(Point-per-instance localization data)
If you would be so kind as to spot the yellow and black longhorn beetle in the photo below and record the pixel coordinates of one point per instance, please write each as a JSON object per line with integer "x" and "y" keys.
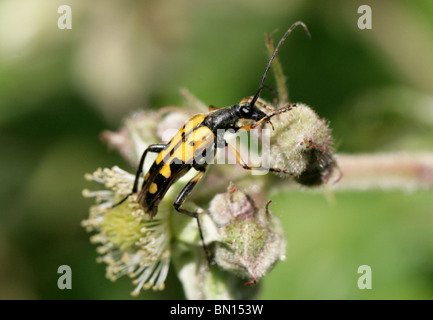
{"x": 188, "y": 147}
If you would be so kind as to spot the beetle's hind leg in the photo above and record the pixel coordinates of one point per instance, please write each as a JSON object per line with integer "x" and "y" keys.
{"x": 181, "y": 199}
{"x": 155, "y": 148}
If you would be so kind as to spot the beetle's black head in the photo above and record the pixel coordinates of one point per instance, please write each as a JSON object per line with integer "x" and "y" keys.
{"x": 249, "y": 112}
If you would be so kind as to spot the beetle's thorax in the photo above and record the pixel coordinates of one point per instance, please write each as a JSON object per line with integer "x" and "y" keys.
{"x": 224, "y": 118}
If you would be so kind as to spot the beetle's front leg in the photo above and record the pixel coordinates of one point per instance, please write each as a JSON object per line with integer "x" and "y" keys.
{"x": 244, "y": 165}
{"x": 181, "y": 199}
{"x": 155, "y": 148}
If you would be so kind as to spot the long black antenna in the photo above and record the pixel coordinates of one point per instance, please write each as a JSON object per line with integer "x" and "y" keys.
{"x": 261, "y": 86}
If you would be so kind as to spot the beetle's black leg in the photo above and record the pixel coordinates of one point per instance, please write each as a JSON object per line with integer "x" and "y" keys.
{"x": 156, "y": 148}
{"x": 244, "y": 165}
{"x": 181, "y": 199}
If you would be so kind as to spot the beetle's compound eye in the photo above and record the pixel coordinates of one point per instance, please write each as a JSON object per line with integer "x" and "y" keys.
{"x": 245, "y": 112}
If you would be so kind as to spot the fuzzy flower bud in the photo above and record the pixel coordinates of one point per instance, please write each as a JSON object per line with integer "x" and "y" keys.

● WHAT YOU NEED TO DO:
Copy out all the data above exactly as written. Skip the pictures.

● EXERCISE OUTPUT:
If you would be so kind as to spot the yellow and black longhorn beetle in the photo below and record the pixel coordinates of one point per instance, please write each as a JSON object per line with integer "x" and "y" keys.
{"x": 188, "y": 147}
If you would be so kind as to spot the beetle's hind leg in the photo above and record the pixel coordinates of one point per instance, please write each as a JSON object per line with integer "x" and "y" keys.
{"x": 181, "y": 199}
{"x": 155, "y": 148}
If you would be so kind as to spot the beetle's black head in the photo above and record the pixel coordinates of one point per instance, please write each as a JSON object per line with integer "x" and "y" keys.
{"x": 249, "y": 112}
If you would be so kind as to spot the beetle's thorax in the photo above and record the pixel coordinates of one point per instance, please write each as a JSON object per line with integer "x" and "y" keys.
{"x": 224, "y": 118}
If you would be so kind as to spot the beetle's front leg in the photo above and record the pixel coordinates of one point per instance, please write each as a JSON object per line with integer "x" and "y" keys.
{"x": 244, "y": 165}
{"x": 181, "y": 199}
{"x": 155, "y": 148}
If you would be so kind as to spot the long black antenna in the photo above and record the pixel coordinates of one point per instance, please write each as a JSON object per line with integer "x" and "y" keys.
{"x": 261, "y": 86}
If you would be so kind as to spot the beetle's black leg in the photo above and record the pixel coordinates of one point per instance, please write each as a JSON object per line with integer "x" and "y" keys.
{"x": 156, "y": 148}
{"x": 244, "y": 165}
{"x": 181, "y": 199}
If you would be so kind as to spot the beetle's compound eye in the photo above and record the pixel coordinates of one point per instance, please write each as a JSON object per line with integer "x" and "y" keys.
{"x": 245, "y": 112}
If you would be so kind as to spot the fuzzy flower bud in the photo above and record the pixel coordinates of one point per instance, please write each as a JSON object per line with integer "x" and "y" keys.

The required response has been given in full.